## EXERCISE GOAL
An exact copy of every record is required.

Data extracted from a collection
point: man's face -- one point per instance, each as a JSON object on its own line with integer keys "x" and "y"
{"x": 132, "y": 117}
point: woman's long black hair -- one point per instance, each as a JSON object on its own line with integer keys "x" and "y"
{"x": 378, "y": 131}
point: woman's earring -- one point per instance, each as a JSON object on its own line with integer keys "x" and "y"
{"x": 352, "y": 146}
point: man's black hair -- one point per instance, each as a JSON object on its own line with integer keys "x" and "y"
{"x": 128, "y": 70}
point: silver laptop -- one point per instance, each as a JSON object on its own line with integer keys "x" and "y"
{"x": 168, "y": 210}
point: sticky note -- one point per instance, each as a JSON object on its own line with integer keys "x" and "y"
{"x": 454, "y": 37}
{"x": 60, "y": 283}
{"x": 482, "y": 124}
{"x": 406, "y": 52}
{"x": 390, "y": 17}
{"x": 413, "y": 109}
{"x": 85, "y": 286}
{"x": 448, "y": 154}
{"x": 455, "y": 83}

## RESULT OF THE EXERCISE
point: man's face -- one point per instance, each as a JSON object on its own line with integer keys "x" and "y"
{"x": 132, "y": 117}
point: woman's long black hair -- one point per instance, each as a JSON object on its own line with integer keys "x" and "y"
{"x": 378, "y": 131}
point: woman's earring -- one point per instance, each as a JSON object on its own line with integer keys "x" and "y"
{"x": 352, "y": 146}
point: man's black hair -- one point per instance, each as a JSON object on its own line with integer keys "x" and "y"
{"x": 128, "y": 70}
point: silver laptop -- one point per instance, each as a JSON object on its own line with integer keys "x" and "y"
{"x": 168, "y": 210}
point: sticky note -- one point per instance, each as a JSON object on its own line with integer keys "x" and "y"
{"x": 454, "y": 37}
{"x": 60, "y": 283}
{"x": 482, "y": 124}
{"x": 406, "y": 52}
{"x": 390, "y": 17}
{"x": 413, "y": 109}
{"x": 85, "y": 286}
{"x": 448, "y": 154}
{"x": 455, "y": 83}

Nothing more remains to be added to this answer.